* Dataset records
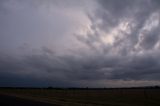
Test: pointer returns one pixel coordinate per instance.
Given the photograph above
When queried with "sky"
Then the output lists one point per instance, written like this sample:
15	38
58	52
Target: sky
79	43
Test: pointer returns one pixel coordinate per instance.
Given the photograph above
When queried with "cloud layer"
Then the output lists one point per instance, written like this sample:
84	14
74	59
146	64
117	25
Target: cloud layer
101	43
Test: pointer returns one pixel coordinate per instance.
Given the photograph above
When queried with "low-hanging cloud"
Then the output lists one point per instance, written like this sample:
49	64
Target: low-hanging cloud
120	45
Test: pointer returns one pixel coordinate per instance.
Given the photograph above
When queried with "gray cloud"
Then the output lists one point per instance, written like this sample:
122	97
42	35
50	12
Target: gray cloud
119	44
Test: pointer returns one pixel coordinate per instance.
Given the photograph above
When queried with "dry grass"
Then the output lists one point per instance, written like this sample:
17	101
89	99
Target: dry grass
110	97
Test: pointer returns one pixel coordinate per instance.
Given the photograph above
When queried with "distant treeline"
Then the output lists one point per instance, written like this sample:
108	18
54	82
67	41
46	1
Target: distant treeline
76	88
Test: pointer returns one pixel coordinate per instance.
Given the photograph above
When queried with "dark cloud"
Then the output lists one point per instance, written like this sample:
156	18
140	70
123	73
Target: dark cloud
122	43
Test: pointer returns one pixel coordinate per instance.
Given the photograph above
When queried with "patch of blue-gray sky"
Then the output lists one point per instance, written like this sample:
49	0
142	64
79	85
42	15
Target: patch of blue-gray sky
95	43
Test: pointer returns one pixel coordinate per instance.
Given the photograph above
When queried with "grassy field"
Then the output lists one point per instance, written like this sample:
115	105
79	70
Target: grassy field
90	97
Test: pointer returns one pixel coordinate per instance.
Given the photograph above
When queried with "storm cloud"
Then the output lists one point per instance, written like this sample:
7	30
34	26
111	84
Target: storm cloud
94	43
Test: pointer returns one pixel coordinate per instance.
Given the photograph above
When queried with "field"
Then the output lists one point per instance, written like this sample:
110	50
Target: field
90	97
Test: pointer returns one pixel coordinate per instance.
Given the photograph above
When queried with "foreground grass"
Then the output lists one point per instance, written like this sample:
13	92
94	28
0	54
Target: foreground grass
90	97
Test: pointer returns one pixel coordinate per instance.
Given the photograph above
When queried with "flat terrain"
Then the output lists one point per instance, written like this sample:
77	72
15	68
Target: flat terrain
14	101
86	97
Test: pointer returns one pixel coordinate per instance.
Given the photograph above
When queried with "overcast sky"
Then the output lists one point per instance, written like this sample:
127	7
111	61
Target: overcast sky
79	43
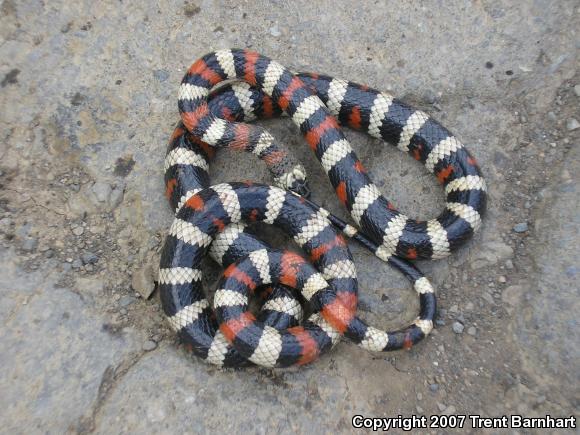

* What to produce
Nothing in the entries above should change when they are printed again, except that the pictures are dropped.

* Result
Test: pointer returns one pixel coordinate per instance.
Given the photograph above
When queried with "sky"
Then the output lists one point per instance, written like this sample:
15	38
58	52
Target: sky
79	43
Test: pointer returns one pixel coordinate per instance.
Given the photograph above
When queried with "cloud layer"
Then the output lists one point per instance, written like this sample:
84	14
74	59
146	64
117	25
Target: cloud layer
101	43
Test: pointer returns one pixel coordinate per instance.
Given the photograph above
When queried with "low-hanging cloud"
Then the output lists one point per instance, written like this sample:
49	64
Target: low-hanging cloud
120	45
Test: pointer returns one pixel coordinate per instance.
Given the photograph above
When queried with "gray cloud"
Then the output lists one point per instance, written like this sample:
122	97
42	35
50	12
Target: gray cloud
119	44
Test: pointer returns one pixel coordinate per instance.
Given the photograph above
When queried with "dry grass"
Then the output lists one point per instance, written like this sample:
17	101
89	99
Target: dry grass
110	97
Test: pointer returns one pixel coordinate per instance.
Given the photograph above
When queried with "distant treeline"
Then the output lists one point per instance, written like this sample:
108	18
54	82
67	41
46	1
Target: distant treeline
76	88
Test: pointer returns one pixel coordinate per instance.
Given the photograph above
When queried with "dark cloud"
Then the output lists one point per instance, written like this sample:
156	18
140	70
123	73
Target: dark cloud
122	43
Test: pointer returns one pixel coordinate per instance.
Given the photograph above
When queried with "patch of blue-gray sky"
Then the output lists one point per instance, written like this sample:
49	0
142	64
79	85
42	15
Target: patch of blue-gray sky
95	43
Test: pointer returns one pixel coordinate per instance.
Given the photograph above
When queried with "grassy field"
Then the output lists one point per instance, written like this sample:
115	105
79	70
Target: grassy field
90	97
Test: pointer returns one pixel coordinate per instance.
Given the photograph above
When queried with "storm cloud"
Then the output lists one point per instance, written like this sample:
7	30
34	26
111	84
Target: storm cloud
94	43
Test: pointer returns one pixel coordinate per instance.
Given the photograph above
When queried with "field"
Then the output lists one point per instance, written like this sample:
110	50
Target: field
90	97
Test: pointer returns one pixel coordinate per instance.
Given the photograph above
When queried with "foreground grass"
Then the output lists one point per instance, written like this sample:
13	92
94	28
0	54
Target: foreground grass
90	97
Test: pointer returns one pixel coordinate per instance.
Given the photograph above
When queried with "flat terrain"
Then the output lists one point per instance, written like this sample:
77	72
15	68
Target: flat terrain
14	101
86	97
Test: pointer returns one pixel coordinate per instance.
Given the photograph above
When queried with "overcast sky"
Then the output lists one point per instance, written like this sample:
127	7
111	61
Target: overcast sky
79	43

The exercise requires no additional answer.